WRITTEN INSTRUCTION 1 — From the climate advocacy page, list each thing the text says the climate bills that Mass Audubon identifies will do.
WRITTEN INSTRUCTION 2 — Carry on the climate advocacy page from the point where it currently ends.

GIVEN PASSAGE —
__________________________________________________
Support Climate Advocacy |
In order to achieve carbon neutrality in Massachusetts by 2050, we need your support to enact urgent climate policy that reduces our excess greenhouse gas emissions.
Anyone can be a climate advocate! Here's how you can help.
Download our Climate Advocacy Primer >
Mass Audubon identifies key climate legislation every year that we advocate for at the state and federal levels. These bills conserve our wildlife, protect our communities, and tackle excess greenhouse gas emissions.
Learn more about these priorities and then visit our Action Center to send letters to your legislators.
Our energy usage burns fossil fuels that emit greenhouse gasses into the atmosphere. When you Make the Switch, Mass Audubon's partner, Green Energy Consumers Alliance, matches your electricity use with local green power energy.
That means they bring power from wind, solar, and other renewable sources to the collective grid on your behalf—all without changing your regular utility company.
Massachusetts allows a city or town to choose its electricity supplier, also known as municipal aggregation. Green Municipal Aggregation adds more renewable energy choices to residential electricity and helps green the grid, reducing greenhouse gas emissions.
__________________________________________________
EXTRACTED INFORMATION —
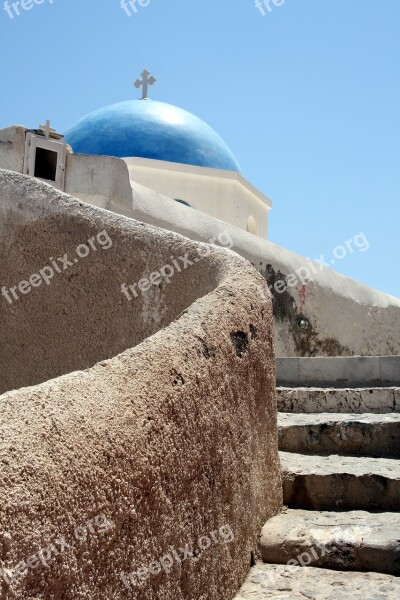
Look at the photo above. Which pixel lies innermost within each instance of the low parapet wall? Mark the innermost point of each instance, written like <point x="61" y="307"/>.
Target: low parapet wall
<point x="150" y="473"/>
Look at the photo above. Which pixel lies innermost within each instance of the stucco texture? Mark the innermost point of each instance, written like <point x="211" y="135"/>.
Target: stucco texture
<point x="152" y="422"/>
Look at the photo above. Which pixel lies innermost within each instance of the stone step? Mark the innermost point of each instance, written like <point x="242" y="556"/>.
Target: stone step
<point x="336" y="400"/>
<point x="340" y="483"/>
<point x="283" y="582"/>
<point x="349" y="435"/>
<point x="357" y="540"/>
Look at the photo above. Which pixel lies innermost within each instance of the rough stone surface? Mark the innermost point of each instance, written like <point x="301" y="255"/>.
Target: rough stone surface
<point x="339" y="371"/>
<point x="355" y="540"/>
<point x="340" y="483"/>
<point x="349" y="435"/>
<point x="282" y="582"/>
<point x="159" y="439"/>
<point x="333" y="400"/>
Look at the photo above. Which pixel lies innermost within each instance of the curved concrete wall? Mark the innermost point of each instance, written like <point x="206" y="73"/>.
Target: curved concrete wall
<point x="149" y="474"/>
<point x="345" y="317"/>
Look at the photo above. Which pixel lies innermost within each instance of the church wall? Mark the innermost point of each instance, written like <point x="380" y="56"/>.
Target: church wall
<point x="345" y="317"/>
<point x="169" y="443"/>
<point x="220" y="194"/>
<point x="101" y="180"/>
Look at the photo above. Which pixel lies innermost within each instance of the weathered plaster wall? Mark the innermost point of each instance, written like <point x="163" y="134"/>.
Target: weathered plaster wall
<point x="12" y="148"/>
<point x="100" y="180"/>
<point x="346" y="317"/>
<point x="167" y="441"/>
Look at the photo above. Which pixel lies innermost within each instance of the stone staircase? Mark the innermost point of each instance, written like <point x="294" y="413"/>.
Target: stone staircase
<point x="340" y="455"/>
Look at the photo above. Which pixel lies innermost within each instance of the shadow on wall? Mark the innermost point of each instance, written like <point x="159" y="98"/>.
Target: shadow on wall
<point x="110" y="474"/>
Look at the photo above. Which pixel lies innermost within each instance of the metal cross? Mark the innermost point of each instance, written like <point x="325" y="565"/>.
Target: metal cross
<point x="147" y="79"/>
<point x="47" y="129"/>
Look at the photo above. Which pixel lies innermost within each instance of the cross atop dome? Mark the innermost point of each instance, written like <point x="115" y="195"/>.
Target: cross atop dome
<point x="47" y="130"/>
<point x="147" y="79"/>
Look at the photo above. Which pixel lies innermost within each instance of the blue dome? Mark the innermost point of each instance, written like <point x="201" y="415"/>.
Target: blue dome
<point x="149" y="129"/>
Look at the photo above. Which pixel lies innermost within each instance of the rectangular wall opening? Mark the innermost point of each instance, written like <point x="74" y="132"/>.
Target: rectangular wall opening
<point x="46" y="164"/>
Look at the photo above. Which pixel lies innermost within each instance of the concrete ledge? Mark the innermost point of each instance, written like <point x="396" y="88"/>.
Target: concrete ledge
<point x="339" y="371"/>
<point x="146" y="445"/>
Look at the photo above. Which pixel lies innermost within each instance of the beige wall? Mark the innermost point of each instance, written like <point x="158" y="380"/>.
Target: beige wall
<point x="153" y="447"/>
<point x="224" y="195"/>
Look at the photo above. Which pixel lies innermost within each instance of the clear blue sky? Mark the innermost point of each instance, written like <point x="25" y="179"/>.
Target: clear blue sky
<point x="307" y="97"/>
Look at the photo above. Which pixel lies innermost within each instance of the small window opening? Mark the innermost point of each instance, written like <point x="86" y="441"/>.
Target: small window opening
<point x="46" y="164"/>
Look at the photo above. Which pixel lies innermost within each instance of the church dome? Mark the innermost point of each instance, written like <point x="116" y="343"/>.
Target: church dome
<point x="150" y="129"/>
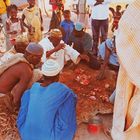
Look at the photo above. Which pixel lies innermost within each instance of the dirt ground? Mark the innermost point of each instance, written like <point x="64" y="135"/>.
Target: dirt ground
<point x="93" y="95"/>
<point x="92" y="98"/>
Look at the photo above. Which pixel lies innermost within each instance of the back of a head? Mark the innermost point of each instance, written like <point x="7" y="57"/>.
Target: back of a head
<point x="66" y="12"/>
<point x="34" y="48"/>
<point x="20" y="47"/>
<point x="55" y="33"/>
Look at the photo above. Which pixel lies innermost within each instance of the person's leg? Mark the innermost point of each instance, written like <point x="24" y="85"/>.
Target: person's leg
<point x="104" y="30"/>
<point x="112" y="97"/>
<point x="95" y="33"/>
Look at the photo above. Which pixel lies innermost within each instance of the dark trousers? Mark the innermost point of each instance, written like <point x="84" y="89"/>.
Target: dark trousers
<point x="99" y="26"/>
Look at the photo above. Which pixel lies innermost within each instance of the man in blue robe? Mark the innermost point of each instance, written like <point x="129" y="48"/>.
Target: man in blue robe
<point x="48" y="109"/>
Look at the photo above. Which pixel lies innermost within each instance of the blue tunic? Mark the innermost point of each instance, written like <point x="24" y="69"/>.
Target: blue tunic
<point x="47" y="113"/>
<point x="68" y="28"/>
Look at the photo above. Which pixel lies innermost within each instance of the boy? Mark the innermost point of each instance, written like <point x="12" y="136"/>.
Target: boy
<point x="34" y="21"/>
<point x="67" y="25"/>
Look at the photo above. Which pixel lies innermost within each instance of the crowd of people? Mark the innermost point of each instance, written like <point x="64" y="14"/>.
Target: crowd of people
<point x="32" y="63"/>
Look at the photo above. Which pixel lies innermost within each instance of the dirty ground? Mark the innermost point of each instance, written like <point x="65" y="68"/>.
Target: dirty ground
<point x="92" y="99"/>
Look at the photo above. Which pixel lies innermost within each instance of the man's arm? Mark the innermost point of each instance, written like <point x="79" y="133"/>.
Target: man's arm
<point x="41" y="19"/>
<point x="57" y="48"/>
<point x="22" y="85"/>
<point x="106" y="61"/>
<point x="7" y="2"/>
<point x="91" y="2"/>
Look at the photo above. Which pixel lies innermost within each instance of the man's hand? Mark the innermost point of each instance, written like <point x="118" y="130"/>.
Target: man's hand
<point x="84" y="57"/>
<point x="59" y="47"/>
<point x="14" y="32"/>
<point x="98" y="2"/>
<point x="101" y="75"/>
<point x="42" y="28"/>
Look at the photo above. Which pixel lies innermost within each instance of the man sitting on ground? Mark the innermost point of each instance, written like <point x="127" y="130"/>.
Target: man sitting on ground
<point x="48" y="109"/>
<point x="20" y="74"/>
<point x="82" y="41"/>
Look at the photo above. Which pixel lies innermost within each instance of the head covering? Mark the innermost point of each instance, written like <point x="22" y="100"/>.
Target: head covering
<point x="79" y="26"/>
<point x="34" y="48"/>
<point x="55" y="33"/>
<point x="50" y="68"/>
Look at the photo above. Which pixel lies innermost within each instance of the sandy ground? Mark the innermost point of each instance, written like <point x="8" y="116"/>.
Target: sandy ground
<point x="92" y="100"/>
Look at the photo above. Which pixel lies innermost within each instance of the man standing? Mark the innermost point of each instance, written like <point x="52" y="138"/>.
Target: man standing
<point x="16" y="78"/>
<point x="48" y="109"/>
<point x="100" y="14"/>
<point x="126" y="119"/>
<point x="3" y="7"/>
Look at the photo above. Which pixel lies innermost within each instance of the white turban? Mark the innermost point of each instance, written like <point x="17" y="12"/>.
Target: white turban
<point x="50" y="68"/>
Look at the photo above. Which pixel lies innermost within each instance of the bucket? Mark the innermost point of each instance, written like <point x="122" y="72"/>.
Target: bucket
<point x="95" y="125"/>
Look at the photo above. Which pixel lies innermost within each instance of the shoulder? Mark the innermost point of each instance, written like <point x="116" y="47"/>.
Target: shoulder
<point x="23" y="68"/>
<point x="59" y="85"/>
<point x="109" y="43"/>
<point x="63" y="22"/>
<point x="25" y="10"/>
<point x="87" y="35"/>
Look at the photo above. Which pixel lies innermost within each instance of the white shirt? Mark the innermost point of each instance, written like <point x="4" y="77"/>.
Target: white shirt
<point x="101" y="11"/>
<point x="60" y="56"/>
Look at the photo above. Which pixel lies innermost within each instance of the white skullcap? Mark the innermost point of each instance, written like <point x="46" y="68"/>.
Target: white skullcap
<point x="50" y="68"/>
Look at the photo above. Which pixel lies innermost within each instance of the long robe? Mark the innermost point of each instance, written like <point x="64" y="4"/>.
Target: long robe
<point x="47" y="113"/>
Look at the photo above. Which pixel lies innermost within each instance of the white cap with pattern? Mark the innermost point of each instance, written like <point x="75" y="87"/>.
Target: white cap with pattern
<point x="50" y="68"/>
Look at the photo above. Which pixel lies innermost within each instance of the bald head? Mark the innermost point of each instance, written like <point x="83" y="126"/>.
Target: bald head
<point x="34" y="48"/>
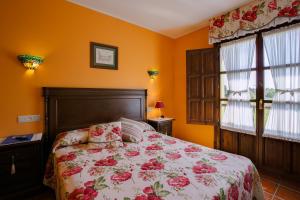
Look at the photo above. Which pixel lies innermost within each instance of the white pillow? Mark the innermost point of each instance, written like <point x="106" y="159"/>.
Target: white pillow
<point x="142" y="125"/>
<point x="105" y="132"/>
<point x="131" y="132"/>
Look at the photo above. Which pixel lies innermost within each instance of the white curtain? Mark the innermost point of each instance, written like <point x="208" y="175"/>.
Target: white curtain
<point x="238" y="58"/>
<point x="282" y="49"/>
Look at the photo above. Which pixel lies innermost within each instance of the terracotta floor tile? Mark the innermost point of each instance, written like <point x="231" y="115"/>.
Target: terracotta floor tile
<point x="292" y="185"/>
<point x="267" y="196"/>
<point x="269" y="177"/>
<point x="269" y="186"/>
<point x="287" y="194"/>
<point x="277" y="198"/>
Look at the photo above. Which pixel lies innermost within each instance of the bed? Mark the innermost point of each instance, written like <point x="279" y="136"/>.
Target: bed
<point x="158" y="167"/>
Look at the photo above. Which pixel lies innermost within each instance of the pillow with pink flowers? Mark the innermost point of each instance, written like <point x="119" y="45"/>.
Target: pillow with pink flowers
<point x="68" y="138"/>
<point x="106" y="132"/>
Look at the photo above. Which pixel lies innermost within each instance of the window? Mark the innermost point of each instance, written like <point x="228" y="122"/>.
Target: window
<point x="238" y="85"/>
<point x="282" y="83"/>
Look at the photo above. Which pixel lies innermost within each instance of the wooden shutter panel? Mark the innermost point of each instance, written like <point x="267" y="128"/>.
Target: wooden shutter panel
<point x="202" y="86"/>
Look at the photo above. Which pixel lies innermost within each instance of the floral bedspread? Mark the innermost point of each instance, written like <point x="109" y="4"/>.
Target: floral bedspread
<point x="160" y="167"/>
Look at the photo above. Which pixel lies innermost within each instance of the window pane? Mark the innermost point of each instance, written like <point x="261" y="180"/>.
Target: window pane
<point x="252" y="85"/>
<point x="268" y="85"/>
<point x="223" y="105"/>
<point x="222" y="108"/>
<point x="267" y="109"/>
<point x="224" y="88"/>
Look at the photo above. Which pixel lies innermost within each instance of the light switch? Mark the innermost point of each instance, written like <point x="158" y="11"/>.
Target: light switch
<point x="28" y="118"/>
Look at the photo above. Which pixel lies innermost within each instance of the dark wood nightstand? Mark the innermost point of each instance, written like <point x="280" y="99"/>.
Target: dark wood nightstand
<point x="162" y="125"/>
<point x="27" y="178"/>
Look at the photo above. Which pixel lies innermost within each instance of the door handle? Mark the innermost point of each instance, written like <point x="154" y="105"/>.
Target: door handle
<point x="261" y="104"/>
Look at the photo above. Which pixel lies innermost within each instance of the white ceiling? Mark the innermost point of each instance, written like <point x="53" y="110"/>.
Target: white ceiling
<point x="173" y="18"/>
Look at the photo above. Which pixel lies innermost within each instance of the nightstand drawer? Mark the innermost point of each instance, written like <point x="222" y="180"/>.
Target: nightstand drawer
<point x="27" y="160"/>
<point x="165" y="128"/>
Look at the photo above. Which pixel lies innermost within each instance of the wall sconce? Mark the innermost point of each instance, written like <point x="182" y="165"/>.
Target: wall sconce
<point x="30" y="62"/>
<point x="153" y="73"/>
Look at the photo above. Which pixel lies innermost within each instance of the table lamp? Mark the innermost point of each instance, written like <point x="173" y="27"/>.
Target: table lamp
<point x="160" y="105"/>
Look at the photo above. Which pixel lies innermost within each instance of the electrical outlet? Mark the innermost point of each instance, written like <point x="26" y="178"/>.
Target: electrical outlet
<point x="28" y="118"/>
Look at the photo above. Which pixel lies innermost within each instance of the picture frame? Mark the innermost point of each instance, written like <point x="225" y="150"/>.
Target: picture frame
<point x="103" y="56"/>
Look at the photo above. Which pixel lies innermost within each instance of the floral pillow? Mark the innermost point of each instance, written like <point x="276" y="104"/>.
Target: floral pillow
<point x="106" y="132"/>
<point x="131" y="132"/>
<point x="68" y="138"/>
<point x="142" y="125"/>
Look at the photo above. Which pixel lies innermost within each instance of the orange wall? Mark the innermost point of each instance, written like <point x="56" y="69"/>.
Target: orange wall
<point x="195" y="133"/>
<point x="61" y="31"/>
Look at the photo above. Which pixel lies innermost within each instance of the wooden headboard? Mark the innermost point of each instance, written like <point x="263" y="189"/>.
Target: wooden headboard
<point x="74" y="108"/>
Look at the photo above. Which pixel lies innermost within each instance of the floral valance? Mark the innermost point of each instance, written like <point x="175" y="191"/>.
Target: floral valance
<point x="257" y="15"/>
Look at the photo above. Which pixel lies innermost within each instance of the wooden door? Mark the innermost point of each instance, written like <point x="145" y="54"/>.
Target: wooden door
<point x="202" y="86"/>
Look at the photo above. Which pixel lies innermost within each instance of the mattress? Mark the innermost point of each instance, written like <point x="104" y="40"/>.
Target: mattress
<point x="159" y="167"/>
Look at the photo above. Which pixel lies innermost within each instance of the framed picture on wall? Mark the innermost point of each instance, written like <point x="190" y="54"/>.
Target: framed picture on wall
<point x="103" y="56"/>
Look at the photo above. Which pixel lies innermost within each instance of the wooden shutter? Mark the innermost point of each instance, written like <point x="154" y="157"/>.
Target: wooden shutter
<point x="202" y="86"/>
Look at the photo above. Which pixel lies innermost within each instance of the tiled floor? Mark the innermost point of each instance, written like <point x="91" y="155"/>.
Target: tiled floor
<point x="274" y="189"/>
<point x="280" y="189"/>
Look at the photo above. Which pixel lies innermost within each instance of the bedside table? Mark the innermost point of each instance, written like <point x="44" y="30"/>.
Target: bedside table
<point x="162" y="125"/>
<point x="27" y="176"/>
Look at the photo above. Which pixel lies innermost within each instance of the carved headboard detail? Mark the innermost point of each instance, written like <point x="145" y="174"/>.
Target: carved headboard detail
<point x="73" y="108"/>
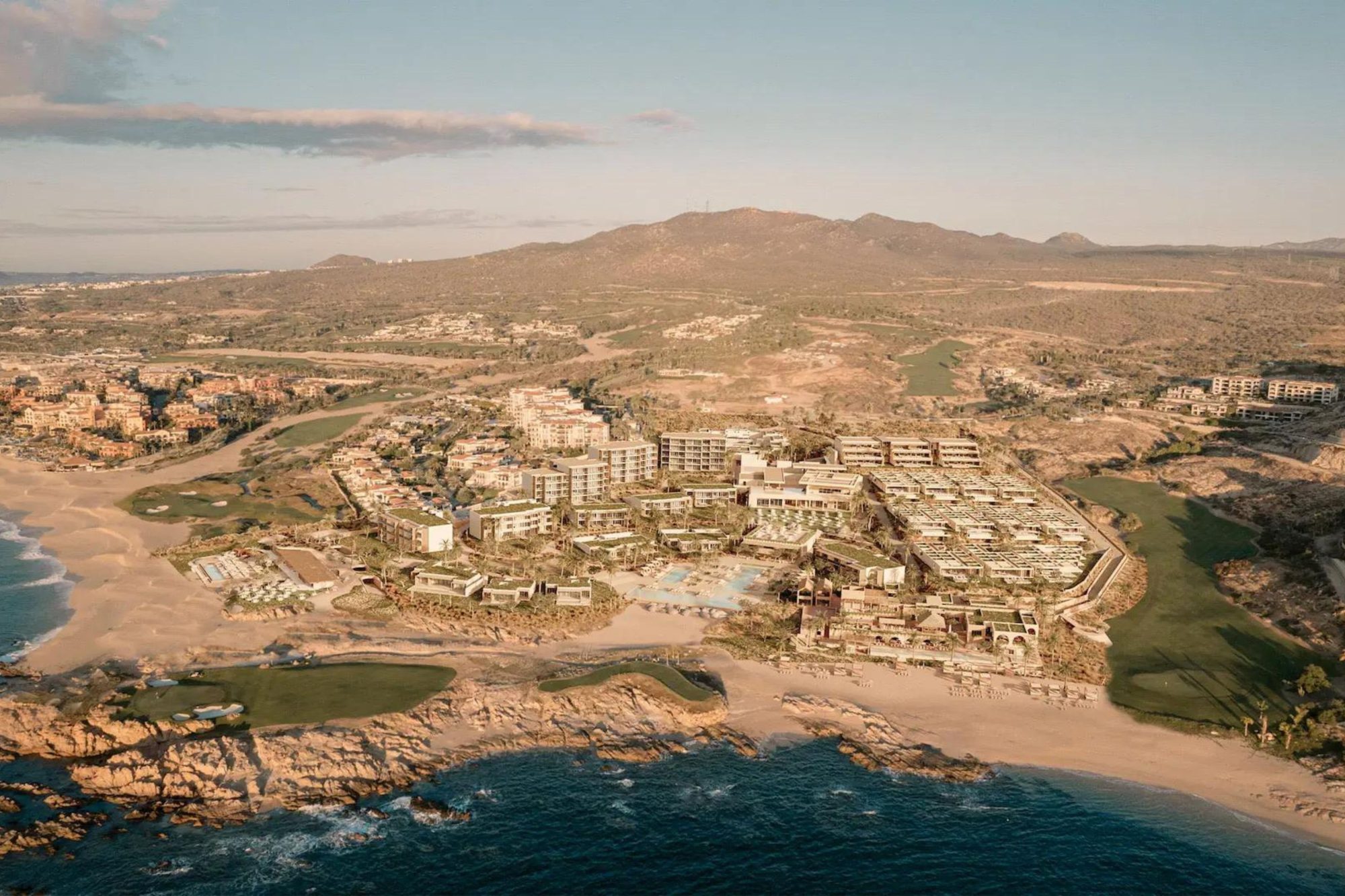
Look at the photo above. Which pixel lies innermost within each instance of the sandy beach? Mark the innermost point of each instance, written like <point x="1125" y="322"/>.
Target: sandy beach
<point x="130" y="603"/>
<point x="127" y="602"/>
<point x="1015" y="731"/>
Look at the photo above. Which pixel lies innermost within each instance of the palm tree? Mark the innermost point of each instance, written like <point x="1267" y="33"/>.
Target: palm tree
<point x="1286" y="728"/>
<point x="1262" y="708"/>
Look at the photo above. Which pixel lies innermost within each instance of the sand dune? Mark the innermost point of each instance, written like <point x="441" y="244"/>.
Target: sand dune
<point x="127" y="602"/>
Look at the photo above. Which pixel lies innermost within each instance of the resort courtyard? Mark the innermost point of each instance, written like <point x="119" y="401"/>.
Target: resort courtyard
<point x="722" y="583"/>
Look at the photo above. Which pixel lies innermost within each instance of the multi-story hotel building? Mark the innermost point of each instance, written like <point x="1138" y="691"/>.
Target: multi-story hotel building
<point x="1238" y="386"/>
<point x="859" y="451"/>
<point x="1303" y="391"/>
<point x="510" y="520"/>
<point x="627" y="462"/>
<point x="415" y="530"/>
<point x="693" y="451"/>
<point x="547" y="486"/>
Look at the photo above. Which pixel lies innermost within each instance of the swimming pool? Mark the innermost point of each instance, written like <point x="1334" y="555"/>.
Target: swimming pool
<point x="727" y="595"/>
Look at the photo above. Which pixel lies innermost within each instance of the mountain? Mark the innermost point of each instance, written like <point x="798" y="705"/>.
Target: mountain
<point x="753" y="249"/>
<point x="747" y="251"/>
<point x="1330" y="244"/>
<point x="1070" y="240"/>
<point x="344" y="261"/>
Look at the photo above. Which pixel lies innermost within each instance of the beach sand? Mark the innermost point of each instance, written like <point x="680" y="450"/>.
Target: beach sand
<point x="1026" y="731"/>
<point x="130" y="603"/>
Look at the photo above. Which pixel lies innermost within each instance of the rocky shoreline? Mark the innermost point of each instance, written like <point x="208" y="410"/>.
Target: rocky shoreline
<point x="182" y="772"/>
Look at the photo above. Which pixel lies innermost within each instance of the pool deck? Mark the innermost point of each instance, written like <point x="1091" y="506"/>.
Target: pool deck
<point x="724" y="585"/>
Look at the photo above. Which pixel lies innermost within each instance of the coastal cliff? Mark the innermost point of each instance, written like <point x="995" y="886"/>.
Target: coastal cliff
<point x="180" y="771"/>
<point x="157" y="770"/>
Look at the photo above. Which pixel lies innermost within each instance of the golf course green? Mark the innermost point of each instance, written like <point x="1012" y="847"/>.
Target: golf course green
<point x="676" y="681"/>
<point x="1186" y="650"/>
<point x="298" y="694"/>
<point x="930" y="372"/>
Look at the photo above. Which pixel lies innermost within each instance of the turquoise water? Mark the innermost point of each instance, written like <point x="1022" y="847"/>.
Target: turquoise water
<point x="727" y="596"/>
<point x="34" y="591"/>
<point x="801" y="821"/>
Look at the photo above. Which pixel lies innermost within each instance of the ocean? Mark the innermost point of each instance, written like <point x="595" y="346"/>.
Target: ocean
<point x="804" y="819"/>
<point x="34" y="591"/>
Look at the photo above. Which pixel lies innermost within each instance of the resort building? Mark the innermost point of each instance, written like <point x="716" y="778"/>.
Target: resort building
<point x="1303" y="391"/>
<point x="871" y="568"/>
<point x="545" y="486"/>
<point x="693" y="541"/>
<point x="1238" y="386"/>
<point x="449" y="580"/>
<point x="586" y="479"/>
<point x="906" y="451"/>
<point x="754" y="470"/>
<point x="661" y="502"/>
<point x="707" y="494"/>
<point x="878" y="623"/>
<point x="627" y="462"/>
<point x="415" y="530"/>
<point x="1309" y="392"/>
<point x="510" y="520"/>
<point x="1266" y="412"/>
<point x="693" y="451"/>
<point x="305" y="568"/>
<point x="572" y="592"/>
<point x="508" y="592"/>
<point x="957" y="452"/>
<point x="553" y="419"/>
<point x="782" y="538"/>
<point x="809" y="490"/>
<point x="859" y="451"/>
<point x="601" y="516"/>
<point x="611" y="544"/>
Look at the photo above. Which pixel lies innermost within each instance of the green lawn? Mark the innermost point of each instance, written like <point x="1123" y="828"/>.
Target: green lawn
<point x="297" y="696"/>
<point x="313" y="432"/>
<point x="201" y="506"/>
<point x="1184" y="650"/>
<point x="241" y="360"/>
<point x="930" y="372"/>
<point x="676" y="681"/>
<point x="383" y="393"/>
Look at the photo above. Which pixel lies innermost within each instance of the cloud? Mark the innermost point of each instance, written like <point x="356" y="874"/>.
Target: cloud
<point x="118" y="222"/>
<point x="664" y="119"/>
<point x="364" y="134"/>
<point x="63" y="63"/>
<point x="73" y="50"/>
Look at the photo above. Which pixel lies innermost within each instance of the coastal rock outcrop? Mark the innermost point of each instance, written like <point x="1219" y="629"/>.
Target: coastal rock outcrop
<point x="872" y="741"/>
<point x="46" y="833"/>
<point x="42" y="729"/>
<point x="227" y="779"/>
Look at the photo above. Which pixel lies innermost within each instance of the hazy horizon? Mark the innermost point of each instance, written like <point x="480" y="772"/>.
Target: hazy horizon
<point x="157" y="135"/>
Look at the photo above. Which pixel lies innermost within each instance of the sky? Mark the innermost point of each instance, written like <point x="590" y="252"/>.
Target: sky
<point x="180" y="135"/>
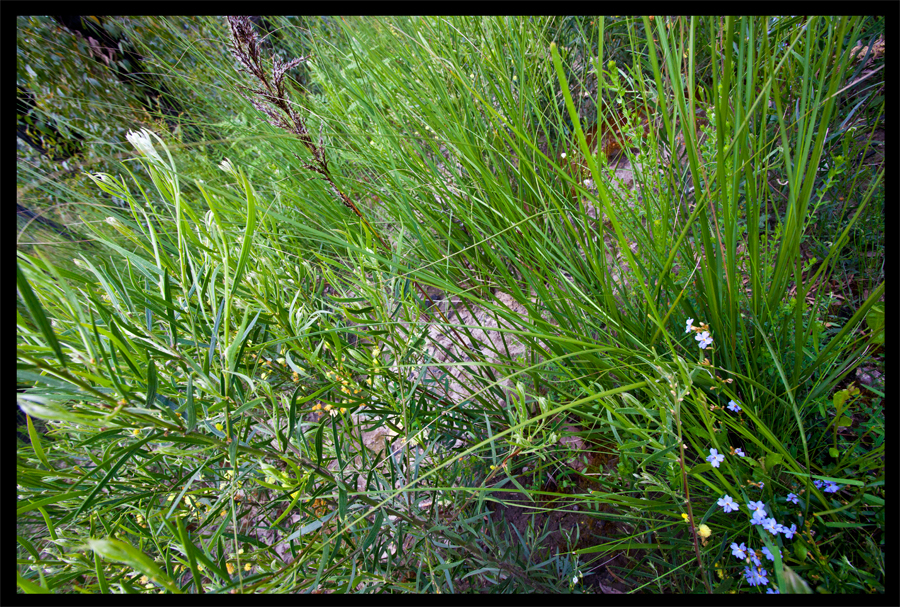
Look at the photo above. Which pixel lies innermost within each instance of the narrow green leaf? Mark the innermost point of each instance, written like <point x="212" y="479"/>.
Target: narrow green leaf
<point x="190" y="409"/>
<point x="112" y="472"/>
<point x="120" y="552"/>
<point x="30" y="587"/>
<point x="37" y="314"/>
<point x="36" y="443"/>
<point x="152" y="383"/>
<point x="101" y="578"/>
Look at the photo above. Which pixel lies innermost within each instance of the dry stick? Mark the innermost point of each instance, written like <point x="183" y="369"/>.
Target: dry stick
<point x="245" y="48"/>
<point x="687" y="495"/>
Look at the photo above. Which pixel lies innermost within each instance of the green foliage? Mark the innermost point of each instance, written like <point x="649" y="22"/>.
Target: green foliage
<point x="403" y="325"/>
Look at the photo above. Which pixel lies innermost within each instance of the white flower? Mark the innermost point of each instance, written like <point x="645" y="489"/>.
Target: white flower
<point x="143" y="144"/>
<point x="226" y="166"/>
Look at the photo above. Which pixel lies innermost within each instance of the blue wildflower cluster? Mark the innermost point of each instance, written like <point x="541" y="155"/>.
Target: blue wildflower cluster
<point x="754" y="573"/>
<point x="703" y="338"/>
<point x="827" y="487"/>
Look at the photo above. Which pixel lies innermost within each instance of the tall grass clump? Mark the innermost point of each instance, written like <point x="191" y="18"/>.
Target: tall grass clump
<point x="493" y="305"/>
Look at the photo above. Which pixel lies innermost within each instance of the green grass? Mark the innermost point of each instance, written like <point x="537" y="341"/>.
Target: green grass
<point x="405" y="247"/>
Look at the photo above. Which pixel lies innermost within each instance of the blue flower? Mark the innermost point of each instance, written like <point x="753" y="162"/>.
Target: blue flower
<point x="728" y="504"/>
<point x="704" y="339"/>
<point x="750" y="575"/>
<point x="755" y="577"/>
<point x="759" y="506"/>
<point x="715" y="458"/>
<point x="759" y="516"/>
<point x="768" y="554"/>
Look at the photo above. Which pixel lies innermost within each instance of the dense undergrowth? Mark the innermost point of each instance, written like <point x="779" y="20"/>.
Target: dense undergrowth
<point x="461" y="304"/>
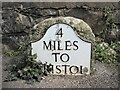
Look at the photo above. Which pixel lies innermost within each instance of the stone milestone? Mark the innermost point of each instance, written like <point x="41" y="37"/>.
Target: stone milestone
__________________________________________________
FINAL ANSWER 1 —
- Conserve our wildlife
- Protect our communities
- Tackle excess greenhouse gas emissions

FINAL ANSWER 2 —
Mass Audubon's partner, Green Energy Consumers Alliance, has more information on the process and the Metropolitan Area Planning Council has a toolkit for implementation.
First, find out if your municipality is participating. If it's not, contact your municipality to start the process. If your community is already participating, be sure you are enrolled in the program and have "opted up" to the highest percentage of green power offered by contacting your electricity supplier.
Mass Audubon supports the state's MVP program, which provides support for communities across Massacusetts to consider local strengths and vulnerabilities to climate change and prioritize actions to create a safer and more resilient future.
Find out if your community is already certified as an MVP community. If it is, find out who’s leading local MVP actions by contacting a regional coordinator for information on your municipality's MVP Plan. Then, reach out to this representative with your climate action ideas.
If your community is not already MVP certified, contact your municipality to start the process.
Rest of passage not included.